* **EXERCISE DIRECTIONS**: Write each line exactly, from the line that holds "Q: Point out each instance of the wooden windowsill" through the final line of the material, and no other line.

━━━ EXCERPTED RECORDS

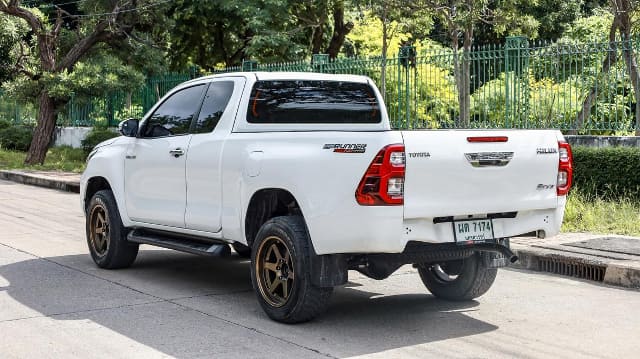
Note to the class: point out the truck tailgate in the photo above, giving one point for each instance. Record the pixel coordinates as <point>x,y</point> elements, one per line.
<point>448,174</point>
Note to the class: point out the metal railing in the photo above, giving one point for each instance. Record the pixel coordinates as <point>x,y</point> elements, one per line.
<point>579,88</point>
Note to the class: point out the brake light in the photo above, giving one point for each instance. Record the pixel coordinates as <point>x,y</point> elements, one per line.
<point>488,139</point>
<point>383,182</point>
<point>565,168</point>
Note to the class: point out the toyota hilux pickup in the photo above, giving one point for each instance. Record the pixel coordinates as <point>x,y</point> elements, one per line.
<point>303,173</point>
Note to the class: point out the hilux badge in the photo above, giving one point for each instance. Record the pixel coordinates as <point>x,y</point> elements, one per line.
<point>544,151</point>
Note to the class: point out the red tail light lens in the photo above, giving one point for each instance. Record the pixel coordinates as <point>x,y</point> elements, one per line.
<point>565,168</point>
<point>383,182</point>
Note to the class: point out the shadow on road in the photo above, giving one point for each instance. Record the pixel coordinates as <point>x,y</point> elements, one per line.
<point>169,300</point>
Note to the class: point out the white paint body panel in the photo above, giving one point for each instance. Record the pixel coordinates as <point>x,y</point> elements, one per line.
<point>224,169</point>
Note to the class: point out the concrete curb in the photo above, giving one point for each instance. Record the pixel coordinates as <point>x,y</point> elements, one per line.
<point>622,273</point>
<point>39,180</point>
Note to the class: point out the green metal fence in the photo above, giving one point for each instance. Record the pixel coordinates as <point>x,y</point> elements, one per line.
<point>579,88</point>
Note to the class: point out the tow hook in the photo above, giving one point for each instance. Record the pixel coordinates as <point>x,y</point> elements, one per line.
<point>499,254</point>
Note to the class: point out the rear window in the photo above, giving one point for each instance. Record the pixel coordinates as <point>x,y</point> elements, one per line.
<point>306,101</point>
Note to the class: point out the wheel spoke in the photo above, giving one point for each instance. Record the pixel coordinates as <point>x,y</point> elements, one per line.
<point>285,289</point>
<point>270,266</point>
<point>274,285</point>
<point>101,218</point>
<point>276,251</point>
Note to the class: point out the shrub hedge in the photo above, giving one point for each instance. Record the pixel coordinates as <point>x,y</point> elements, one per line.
<point>610,172</point>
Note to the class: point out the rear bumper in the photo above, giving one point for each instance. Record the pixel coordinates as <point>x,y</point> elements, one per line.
<point>384,233</point>
<point>547,220</point>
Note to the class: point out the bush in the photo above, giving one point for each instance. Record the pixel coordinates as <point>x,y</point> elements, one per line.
<point>610,173</point>
<point>96,136</point>
<point>16,137</point>
<point>4,124</point>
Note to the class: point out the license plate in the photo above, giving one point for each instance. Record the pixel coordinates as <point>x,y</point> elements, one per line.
<point>475,230</point>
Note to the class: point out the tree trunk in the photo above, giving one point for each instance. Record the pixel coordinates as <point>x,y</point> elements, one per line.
<point>316,40</point>
<point>609,61</point>
<point>383,69</point>
<point>464,92</point>
<point>629,57</point>
<point>340,30</point>
<point>44,130</point>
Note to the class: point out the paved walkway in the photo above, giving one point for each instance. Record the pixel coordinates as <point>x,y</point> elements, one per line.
<point>611,259</point>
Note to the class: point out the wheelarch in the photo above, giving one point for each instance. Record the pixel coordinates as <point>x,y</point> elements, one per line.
<point>94,184</point>
<point>266,204</point>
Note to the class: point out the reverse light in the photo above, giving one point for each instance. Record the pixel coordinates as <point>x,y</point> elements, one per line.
<point>383,182</point>
<point>565,168</point>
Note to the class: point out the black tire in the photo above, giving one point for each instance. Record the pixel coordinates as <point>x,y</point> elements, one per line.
<point>286,295</point>
<point>458,280</point>
<point>106,236</point>
<point>242,250</point>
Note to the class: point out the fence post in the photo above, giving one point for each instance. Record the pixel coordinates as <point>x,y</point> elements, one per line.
<point>406,61</point>
<point>318,61</point>
<point>249,65</point>
<point>516,69</point>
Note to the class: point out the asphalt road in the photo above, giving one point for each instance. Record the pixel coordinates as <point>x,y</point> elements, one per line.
<point>55,303</point>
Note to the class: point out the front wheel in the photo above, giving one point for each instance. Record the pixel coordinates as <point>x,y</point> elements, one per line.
<point>458,280</point>
<point>106,236</point>
<point>280,272</point>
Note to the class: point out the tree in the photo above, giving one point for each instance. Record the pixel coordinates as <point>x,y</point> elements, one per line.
<point>460,19</point>
<point>58,47</point>
<point>622,24</point>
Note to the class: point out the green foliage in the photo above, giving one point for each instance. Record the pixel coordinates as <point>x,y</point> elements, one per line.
<point>585,213</point>
<point>610,173</point>
<point>95,136</point>
<point>16,138</point>
<point>63,158</point>
<point>214,34</point>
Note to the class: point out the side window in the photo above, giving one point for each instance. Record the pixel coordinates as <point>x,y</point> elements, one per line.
<point>213,107</point>
<point>174,116</point>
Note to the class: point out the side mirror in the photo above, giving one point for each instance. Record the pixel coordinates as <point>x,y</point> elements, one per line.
<point>128,128</point>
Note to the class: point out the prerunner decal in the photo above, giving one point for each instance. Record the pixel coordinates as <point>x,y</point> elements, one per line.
<point>346,147</point>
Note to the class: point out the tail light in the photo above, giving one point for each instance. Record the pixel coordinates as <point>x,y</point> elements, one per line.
<point>383,182</point>
<point>565,168</point>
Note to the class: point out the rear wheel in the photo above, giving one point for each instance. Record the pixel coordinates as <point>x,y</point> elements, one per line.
<point>458,280</point>
<point>280,272</point>
<point>106,236</point>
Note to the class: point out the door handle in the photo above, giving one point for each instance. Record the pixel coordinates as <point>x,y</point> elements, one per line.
<point>176,152</point>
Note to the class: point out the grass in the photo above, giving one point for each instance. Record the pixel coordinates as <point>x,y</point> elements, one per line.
<point>597,215</point>
<point>62,158</point>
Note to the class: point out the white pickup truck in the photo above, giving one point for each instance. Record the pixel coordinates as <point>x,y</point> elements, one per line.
<point>303,173</point>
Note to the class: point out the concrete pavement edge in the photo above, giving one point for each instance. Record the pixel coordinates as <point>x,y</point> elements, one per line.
<point>35,179</point>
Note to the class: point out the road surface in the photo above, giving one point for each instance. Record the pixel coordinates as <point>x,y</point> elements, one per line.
<point>55,303</point>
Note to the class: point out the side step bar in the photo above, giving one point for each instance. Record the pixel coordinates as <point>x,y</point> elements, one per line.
<point>182,244</point>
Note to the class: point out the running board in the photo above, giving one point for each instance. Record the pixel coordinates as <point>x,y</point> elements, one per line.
<point>181,244</point>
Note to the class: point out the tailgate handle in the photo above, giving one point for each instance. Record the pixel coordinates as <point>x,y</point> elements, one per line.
<point>489,159</point>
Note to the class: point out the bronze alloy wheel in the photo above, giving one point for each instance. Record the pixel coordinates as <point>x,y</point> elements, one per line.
<point>274,271</point>
<point>99,230</point>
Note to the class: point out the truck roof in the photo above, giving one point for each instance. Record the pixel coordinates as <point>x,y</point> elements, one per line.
<point>290,76</point>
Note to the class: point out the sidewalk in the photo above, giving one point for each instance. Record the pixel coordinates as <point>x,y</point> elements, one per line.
<point>65,181</point>
<point>611,259</point>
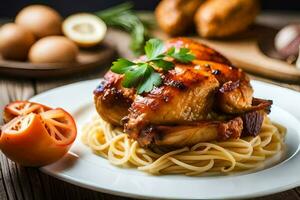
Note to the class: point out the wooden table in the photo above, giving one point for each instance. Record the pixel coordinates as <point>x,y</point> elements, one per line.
<point>29,183</point>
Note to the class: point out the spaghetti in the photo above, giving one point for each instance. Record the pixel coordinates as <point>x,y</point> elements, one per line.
<point>236,155</point>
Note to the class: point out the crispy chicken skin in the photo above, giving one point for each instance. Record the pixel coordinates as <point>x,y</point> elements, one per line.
<point>207,99</point>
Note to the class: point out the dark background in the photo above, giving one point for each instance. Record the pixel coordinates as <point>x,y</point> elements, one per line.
<point>9,8</point>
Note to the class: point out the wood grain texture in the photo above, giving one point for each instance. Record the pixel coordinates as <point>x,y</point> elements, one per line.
<point>22,183</point>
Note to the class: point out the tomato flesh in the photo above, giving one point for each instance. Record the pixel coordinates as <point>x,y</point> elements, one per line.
<point>39,137</point>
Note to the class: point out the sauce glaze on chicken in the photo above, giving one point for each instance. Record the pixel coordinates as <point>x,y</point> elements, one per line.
<point>205,100</point>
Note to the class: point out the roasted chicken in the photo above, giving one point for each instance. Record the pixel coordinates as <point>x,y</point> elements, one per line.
<point>205,100</point>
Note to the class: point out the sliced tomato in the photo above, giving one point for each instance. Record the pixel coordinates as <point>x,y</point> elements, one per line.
<point>38,138</point>
<point>17,108</point>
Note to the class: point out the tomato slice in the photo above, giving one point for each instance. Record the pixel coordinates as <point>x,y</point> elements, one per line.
<point>60,126</point>
<point>38,137</point>
<point>22,108</point>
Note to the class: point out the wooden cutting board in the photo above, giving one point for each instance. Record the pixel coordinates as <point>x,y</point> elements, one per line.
<point>254,52</point>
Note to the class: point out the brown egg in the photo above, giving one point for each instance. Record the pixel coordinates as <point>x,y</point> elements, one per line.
<point>40,20</point>
<point>53,49</point>
<point>15,41</point>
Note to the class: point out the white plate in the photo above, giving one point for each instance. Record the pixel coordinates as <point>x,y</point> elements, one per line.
<point>81,167</point>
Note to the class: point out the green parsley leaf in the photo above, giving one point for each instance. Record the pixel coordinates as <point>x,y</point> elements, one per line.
<point>165,65</point>
<point>149,82</point>
<point>134,75</point>
<point>183,55</point>
<point>142,75</point>
<point>154,48</point>
<point>121,66</point>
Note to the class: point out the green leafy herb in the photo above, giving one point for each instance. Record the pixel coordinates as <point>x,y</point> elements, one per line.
<point>142,75</point>
<point>122,16</point>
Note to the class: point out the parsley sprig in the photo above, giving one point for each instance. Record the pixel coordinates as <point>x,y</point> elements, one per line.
<point>143,75</point>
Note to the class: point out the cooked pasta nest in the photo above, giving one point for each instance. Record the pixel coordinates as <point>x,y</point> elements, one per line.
<point>204,158</point>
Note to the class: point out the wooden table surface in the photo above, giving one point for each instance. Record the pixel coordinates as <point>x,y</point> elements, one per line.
<point>29,183</point>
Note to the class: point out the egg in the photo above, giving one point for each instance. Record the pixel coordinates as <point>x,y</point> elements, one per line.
<point>53,49</point>
<point>40,20</point>
<point>15,41</point>
<point>287,41</point>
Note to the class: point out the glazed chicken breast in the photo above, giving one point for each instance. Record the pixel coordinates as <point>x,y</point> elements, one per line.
<point>205,100</point>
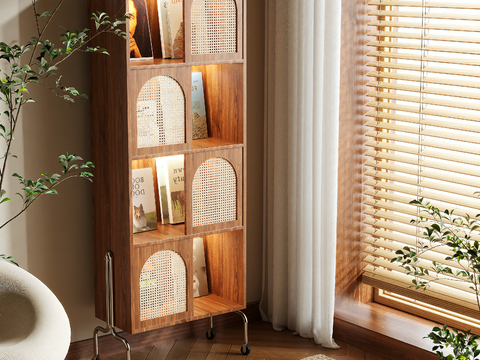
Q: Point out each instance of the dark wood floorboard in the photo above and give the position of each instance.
(266, 344)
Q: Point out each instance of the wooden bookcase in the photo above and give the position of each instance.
(115, 83)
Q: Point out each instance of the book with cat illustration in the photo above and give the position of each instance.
(200, 282)
(175, 21)
(143, 200)
(139, 30)
(173, 176)
(199, 115)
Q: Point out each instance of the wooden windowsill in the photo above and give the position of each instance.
(385, 331)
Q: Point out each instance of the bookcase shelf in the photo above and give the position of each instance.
(124, 101)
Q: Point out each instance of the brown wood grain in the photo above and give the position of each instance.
(224, 100)
(193, 162)
(154, 28)
(215, 57)
(185, 249)
(115, 85)
(138, 78)
(110, 154)
(161, 351)
(384, 331)
(349, 290)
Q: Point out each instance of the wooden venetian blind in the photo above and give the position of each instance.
(423, 136)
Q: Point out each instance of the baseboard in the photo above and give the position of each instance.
(83, 350)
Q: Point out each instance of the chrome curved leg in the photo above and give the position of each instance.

━━━━━━

* **FULL ANSWER**:
Q: Point out each instance of the wooden windowsill in the photo above and give the position of each instance.
(385, 331)
Q: Point out each instance of the bookcase shelf in the photo above and give the position of each instance.
(124, 101)
Q: Point out each instance of the brown wood grain in the photo above and give the position of each instance.
(224, 100)
(193, 162)
(154, 28)
(215, 57)
(185, 249)
(115, 85)
(138, 78)
(110, 154)
(161, 351)
(384, 331)
(349, 290)
Q: Point out each instance of the wooden venetian blind in the photo above and give the position of each instance.
(423, 136)
Q: Point out each instance of the baseboard in the photo above and give the position of each instance.
(83, 350)
Q: Point out each instance of the chrome curved leg in the photo above and give the position of each instance.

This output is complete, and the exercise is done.